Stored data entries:
— start —

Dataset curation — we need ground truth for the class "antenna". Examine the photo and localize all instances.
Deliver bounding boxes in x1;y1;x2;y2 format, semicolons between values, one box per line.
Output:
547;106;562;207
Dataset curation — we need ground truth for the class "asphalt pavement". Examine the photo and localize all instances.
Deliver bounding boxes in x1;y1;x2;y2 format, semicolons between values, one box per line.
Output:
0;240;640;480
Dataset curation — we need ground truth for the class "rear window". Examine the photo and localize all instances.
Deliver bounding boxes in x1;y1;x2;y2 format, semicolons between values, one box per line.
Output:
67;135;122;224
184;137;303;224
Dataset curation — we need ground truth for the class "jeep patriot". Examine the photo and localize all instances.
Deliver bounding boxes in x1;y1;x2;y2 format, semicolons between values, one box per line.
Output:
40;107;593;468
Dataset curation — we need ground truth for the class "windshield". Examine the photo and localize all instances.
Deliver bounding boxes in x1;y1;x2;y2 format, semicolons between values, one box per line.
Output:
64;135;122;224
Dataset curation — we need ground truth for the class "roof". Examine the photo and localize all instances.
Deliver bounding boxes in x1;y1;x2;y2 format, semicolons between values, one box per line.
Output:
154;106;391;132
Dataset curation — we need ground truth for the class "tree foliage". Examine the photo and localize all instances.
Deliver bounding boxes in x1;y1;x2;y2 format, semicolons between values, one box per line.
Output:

— end —

**Given task:**
Please copy out all the records above, replacing "ground truth" with "reference labels" wherever it occurs and keeping everything else the same.

**Solution for this task:**
Dataset curation — we need reference labels for the class "antenna". Examine the photo and localize all instances.
Deliver bounding boxes in x1;y1;x2;y2 format, semicolons between values, one box per line.
Output:
547;106;562;207
Dataset curation — we need reference labels for the class "asphalt pavement". Examine the photo and localize all instances.
Deliver bounding boxes in x1;y1;x2;y2 format, semicolons between values, one box per line.
Output:
0;240;640;480
Dataset curation — we need reference labels for the class "rear window". Examine the photo and localize all instances.
Deliver bounding boxes in x1;y1;x2;y2 format, semicolons between values, one box per line.
Output:
67;135;122;224
184;137;303;224
Dataset curation — we need reference labels for the class "jeep patriot". Examine the photo and localize all instances.
Deliver bounding boxes in x1;y1;x2;y2 format, semicolons between values, one box per line.
Output:
40;107;593;468
Dataset curation — we need reference labels for the class "windshield". Examine the photo and localize all instances.
Deliver bounding boxes in x1;y1;x2;y2 format, semicolons between values, one box per line.
Output:
64;135;122;224
Dataset curation — we need reference labels for the class "roof". Examine the photo and localize all instances.
Deliver bounding boxes in x1;y1;x2;y2 format, semicolons between values, one box per line.
Output:
154;106;391;132
Dataset curation — we need reference labels for the class "tree foliage". Examine the photo and localize all instances.
Deliver bounding boxes in x1;y1;x2;y2 format, semicolons between values, one box per line.
Output:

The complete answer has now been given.